New 3D Printed Metal is as Small as a Virus and Super Strong

A shot of a Caltech student working in their nano-fabrication lab.

Research on new methods of fabrication is never-ending, and Caltech researchers have recently made another major discovery. Following Caltech's fabrication method, metallic materials as small as 150 nanometers (comparable to a flu virus and certainly invisible to the naked eye) can be created with three-to-five times the sturdiness of similarly-sized materials.

So, why is 3D printing metal with this method so good? First, let's discuss the downsides of creating materials so small to begin with. At an atomic level, these nano materials actually have a "very, very messy microstructure", with issues that would lead to serious defects in larger metal objects.

But when operating at nanoscale, the rules are a little different. A "perfect," defect-free nano-pillar would inevitably collapse from contact with itself, while one full of "defects" actually enjoys a massive boost to fault tolerance. According to Wenxin Zhang, lead author of the original paper, the existence of interior "pores" allow for faults to be terminated near-immediately instead of weakening the entirety of the structure.
========================
** REQUIRED ACTIONS **
**1)** Translate this sentence from the passage on Caltech's 3D printed metal into Spanish: "But when operating at nanoscale, the rules are a little different."
**2)** From the passage on Caltech's 3D printed metal, write out the part starting with "Research on new" and going on through "of similarly-sized materials.".
**3)** In the passage on Caltech's 3D printed metal, how small can the metallic materials made with Caltech's fabrication method be?

** AVAILABLE DATA **
========================
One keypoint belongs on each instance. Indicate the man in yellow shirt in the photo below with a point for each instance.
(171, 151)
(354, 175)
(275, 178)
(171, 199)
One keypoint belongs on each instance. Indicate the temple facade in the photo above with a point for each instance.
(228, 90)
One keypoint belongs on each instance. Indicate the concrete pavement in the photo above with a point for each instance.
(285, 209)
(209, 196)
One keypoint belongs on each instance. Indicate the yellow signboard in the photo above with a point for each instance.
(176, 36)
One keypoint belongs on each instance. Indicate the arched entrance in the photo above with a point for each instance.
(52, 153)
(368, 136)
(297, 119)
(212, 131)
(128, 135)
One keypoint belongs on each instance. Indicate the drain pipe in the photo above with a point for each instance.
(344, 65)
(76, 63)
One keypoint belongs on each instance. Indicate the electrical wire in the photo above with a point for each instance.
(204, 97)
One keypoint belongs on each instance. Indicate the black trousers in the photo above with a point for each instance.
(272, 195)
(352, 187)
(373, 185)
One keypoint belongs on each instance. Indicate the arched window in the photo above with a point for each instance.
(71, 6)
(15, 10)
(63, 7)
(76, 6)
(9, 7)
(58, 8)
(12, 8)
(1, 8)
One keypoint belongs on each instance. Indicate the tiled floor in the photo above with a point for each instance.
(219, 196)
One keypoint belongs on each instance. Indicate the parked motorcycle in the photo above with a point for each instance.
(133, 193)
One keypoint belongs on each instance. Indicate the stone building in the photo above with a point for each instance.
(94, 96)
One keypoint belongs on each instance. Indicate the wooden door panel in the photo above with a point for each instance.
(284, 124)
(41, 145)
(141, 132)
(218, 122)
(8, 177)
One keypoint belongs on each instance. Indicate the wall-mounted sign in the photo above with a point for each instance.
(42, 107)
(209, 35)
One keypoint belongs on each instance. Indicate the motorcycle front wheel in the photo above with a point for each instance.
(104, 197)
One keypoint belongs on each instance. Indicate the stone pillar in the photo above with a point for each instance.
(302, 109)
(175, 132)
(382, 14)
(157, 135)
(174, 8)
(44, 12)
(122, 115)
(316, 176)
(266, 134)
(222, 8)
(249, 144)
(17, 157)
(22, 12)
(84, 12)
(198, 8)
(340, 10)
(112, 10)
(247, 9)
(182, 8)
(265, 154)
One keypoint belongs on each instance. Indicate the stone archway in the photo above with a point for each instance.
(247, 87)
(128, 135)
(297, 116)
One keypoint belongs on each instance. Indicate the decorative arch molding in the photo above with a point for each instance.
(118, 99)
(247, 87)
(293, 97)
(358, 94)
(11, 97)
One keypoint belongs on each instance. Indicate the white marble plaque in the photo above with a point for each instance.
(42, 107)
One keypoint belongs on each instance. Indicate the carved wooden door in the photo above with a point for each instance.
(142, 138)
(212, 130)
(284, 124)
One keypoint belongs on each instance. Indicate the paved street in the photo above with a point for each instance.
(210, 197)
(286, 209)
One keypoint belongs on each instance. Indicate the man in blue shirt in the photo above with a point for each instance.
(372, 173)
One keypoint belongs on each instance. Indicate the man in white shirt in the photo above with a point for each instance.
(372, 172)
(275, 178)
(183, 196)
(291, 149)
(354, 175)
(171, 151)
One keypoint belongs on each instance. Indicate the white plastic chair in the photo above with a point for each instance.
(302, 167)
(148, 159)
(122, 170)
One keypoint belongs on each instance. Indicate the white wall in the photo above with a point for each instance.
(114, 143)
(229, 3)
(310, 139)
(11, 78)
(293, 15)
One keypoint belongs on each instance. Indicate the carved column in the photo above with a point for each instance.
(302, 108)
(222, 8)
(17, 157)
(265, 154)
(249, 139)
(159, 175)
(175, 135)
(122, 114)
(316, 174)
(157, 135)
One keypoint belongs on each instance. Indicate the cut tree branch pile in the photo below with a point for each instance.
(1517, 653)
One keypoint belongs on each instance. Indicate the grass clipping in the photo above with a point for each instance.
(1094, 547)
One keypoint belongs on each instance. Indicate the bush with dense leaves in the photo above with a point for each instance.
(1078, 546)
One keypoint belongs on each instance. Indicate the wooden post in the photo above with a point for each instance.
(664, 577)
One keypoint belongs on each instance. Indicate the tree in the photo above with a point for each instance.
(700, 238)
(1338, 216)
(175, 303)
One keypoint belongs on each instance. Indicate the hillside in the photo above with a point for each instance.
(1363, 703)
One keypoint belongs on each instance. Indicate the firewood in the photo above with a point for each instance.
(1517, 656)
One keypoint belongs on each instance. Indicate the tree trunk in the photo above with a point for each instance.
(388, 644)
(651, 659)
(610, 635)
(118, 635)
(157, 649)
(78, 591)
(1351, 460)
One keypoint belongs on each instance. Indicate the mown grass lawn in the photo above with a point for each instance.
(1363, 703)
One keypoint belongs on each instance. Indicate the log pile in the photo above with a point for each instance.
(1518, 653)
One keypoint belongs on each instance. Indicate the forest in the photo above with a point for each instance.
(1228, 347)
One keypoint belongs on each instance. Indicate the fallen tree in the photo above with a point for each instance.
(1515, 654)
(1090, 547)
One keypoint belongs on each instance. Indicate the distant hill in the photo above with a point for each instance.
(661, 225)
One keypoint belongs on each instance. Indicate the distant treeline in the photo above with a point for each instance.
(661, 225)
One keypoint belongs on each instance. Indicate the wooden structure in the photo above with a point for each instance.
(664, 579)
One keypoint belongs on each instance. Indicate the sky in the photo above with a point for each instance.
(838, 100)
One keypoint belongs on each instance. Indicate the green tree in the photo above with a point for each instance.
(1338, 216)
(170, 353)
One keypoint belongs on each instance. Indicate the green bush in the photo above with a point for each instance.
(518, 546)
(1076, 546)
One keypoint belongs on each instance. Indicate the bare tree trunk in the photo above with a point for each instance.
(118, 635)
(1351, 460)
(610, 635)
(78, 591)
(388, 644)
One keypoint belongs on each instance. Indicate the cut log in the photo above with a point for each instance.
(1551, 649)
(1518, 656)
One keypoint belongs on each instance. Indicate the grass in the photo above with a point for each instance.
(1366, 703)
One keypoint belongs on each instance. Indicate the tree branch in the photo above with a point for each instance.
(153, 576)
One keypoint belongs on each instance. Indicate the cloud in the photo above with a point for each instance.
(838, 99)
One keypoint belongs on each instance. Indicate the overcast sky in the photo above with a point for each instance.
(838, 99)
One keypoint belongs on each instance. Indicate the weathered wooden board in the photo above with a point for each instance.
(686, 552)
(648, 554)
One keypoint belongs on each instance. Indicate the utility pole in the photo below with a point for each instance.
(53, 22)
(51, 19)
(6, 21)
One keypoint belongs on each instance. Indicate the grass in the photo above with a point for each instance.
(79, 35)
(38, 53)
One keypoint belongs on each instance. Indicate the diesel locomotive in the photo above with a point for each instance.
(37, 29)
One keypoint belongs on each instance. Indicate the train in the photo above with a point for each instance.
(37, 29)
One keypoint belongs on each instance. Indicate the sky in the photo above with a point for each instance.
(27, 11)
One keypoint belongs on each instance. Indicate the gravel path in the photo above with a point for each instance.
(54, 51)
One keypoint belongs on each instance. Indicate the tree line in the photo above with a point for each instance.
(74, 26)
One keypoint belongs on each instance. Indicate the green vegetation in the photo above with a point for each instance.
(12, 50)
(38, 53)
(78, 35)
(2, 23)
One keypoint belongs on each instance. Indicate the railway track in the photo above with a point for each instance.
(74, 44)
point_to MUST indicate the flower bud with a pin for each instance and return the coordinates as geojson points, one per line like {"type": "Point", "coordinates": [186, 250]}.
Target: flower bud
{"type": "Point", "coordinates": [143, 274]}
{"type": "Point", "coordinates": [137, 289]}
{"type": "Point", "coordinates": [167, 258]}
========================
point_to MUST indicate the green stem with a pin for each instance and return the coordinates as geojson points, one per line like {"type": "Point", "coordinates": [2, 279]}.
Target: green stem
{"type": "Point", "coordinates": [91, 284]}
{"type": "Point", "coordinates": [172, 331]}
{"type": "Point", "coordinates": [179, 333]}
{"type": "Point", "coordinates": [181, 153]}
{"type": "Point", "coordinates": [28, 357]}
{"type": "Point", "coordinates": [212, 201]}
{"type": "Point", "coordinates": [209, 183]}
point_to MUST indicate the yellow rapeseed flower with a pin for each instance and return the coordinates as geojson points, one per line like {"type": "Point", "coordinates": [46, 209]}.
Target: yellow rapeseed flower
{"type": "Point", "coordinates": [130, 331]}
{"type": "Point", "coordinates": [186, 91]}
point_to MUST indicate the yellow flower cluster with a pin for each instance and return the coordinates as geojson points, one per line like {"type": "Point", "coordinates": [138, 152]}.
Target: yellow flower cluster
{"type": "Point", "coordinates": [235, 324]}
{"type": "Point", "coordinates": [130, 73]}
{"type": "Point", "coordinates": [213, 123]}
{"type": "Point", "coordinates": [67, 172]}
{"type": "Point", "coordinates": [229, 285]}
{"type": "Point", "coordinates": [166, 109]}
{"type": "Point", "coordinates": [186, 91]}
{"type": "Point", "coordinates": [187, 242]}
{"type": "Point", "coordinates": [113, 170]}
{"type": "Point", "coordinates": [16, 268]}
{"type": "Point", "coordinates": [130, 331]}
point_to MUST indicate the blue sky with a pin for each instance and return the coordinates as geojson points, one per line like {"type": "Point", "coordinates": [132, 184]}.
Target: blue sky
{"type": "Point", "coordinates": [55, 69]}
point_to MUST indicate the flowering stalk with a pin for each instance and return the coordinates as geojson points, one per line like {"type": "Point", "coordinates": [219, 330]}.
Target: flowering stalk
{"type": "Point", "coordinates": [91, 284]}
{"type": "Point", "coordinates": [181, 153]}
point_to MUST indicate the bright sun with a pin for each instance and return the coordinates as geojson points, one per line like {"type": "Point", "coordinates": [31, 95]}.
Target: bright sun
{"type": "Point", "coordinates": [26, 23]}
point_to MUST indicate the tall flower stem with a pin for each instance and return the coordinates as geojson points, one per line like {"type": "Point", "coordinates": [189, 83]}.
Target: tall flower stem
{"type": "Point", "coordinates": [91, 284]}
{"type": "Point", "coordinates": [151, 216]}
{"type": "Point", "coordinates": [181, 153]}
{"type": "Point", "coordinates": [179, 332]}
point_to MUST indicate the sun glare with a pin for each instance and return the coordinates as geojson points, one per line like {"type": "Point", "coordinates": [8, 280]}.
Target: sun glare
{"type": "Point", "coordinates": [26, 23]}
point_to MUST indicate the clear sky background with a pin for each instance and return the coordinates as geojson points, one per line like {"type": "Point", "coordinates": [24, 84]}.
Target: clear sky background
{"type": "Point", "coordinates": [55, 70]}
========================
** ANSWERS **
**1)** Pero al operar a nanoescala, las reglas son un poco diferentes.

**2)**
Research on new methods of fabrication is never-ending, and Caltech researchers have recently made another major discovery. Following Caltech's fabrication method, metallic materials as small as 150 nanometers (comparable to a flu virus and certainly invisible to the naked eye) can be created with three-to-five times the sturdiness of similarly-sized materials.

**3)** As small as 150 nanometers.